Extracted text
IN-DEPTH
Fast food's power without responsibility
August 3, 2004

Depending on what side of the sesame seed bun you stand on, it’s either the best or worst of times for the fast food industry. Sure, the fast food chains have been taking some big hits of late; not least from Morgan Spurlock’s Supersize Me which has helped put burgers and fries firmly back on –or off –the menu on both sides of the Atlantic.

Spurlock’s low-budget film –which saw the man behind MTV’s “I Bet You Will” subsist on a supersized diet of McDonald’s for 30 days to considerable detrimental impact to his health –has been largely credited with McDonald’s preemptive decision to launch the GoActive Happy Meal one day before the film had its US premiere. Showing remarkable powers of prescience, McDonald’s also decided to employ Spurlock’s weapon of choice – the pedometer – as a free GoActive giveaway to offset any further criticisms raised by the film’s central contention that McDonald’s fails to make its customers aware of the dangers of a sedentary, Big Mac-based lifestyle.

Task list
- A) In the fast food article, what did McDonald's launch one day before the US premiere of Supersize Me?
- B) Duplicate the fast food article from "Spurlock’s low-budget film" up to and including "Big Mac-based lifestyle.".
- C) Go on with the article on fast food's power without responsibility from the point where it stops.

Excerpted records
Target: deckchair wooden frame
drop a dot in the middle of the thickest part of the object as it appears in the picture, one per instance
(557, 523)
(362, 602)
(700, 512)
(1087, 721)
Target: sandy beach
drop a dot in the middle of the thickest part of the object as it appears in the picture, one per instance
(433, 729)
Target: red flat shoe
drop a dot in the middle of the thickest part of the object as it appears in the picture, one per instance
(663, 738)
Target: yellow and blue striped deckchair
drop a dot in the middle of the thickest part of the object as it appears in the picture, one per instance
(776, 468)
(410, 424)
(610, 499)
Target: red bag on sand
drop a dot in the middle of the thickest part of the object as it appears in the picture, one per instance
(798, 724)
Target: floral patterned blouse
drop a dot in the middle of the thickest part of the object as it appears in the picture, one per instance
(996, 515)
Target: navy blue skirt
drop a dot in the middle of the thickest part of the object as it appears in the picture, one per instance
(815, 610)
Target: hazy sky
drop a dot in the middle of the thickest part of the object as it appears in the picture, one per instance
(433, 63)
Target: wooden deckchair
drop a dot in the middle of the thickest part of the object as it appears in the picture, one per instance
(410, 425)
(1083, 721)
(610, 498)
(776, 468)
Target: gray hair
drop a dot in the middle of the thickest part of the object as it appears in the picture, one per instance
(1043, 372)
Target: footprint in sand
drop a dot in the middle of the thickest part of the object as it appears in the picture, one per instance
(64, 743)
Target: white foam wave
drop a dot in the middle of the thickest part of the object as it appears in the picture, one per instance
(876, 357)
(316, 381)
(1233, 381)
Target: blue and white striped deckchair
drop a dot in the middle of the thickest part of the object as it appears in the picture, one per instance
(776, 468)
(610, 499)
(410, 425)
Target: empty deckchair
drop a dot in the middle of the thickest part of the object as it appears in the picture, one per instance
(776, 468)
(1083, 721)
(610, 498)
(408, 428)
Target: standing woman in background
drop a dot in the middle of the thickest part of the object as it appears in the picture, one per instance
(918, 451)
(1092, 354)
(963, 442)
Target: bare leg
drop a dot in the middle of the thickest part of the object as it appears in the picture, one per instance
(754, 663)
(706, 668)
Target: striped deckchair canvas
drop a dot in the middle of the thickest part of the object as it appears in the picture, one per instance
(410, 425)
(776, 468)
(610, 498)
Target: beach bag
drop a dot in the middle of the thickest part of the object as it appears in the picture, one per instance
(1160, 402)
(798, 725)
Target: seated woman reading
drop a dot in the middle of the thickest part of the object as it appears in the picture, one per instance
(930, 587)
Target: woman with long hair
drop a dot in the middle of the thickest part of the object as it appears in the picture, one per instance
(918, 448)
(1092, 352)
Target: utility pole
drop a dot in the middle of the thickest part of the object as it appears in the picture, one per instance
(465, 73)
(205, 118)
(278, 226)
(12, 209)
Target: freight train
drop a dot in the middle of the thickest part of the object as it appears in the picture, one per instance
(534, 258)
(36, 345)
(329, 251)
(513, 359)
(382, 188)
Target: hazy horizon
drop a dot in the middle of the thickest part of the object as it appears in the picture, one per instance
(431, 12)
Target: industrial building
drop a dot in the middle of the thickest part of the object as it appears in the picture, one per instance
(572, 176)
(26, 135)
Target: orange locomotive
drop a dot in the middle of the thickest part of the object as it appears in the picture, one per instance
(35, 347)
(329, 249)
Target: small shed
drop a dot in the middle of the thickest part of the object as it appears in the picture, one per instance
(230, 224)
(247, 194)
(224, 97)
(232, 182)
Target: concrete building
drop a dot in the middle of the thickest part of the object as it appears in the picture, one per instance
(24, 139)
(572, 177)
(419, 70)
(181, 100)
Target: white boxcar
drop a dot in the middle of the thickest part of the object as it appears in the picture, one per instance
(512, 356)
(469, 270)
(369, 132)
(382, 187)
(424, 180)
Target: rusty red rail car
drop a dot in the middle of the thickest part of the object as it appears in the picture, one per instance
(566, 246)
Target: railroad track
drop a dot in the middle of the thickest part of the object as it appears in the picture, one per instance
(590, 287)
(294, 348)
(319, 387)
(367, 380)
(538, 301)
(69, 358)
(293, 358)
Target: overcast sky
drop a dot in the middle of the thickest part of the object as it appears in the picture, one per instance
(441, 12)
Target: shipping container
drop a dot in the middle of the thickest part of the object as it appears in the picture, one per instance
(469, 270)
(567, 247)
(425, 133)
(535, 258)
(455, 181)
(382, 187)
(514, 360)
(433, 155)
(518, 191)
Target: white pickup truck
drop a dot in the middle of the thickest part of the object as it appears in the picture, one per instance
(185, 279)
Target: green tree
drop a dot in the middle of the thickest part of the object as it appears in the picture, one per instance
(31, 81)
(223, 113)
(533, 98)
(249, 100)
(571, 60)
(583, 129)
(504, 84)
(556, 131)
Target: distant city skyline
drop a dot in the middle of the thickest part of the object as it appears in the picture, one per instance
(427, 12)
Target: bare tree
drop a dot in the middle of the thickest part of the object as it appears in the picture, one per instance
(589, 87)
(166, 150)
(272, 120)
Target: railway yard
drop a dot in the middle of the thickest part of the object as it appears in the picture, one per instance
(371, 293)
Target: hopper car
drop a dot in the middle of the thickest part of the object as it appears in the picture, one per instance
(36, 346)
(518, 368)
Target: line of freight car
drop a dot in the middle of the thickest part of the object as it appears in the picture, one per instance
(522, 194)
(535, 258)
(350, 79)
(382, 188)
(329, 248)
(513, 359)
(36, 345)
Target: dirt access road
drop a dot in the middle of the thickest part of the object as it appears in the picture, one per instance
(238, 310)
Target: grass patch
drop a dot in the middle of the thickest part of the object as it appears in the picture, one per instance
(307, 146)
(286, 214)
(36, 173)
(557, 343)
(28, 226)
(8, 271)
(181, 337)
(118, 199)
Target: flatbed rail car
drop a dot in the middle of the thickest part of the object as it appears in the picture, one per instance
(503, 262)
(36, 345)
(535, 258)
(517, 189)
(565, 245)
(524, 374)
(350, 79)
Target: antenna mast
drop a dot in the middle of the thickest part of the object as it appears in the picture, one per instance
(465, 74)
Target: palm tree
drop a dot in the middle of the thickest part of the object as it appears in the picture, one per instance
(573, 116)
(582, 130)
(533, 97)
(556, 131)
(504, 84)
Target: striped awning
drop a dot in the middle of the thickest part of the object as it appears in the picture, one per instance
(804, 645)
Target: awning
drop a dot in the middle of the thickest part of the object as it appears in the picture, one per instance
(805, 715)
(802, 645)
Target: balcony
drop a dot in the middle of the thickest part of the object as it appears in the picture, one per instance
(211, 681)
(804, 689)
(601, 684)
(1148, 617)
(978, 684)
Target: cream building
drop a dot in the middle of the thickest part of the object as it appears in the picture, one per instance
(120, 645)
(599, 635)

Responses by item number
- A) The GoActive Happy Meal.

- B)
Spurlock’s low-budget film –which saw the man behind MTV’s “I Bet You Will” subsist on a supersized diet of McDonald’s for 30 days to considerable detrimental impact to his health –has been largely credited with McDonald’s preemptive decision to launch the GoActive Happy Meal one day before the film had its US premiere. Showing remarkable powers of prescience, McDonald’s also decided to employ Spurlock’s weapon of choice – the pedometer – as a free GoActive giveaway to offset any further criticisms raised by the film’s central contention that McDonald’s fails to make its customers aware of the dangers of a sedentary, Big Mac-based lifestyle.

- C)
The film, which helped Spurlock bag the best director prize at the Sundance film festival, shows in graphic detail (we see Spurlock vomiting out of his car window on only the second day of his 30 days in the wilderness dietary experiment) the effects of a fast food only diet.

Predictable gags about reduced libido aside, Spurlock’s film is a potent and timely reminder of the health dangers associative of slavishly following a junk food lifestyle. Considered by his medical team to enjoy above average health before his junk food splurge, Spurlock’s cholesterol level raced to 65 points as he gained an extra 25 pounds and saw his liver turn to the sort of toxic sludge normally associated with the drinking habits of the more battle hardened residents of skid row.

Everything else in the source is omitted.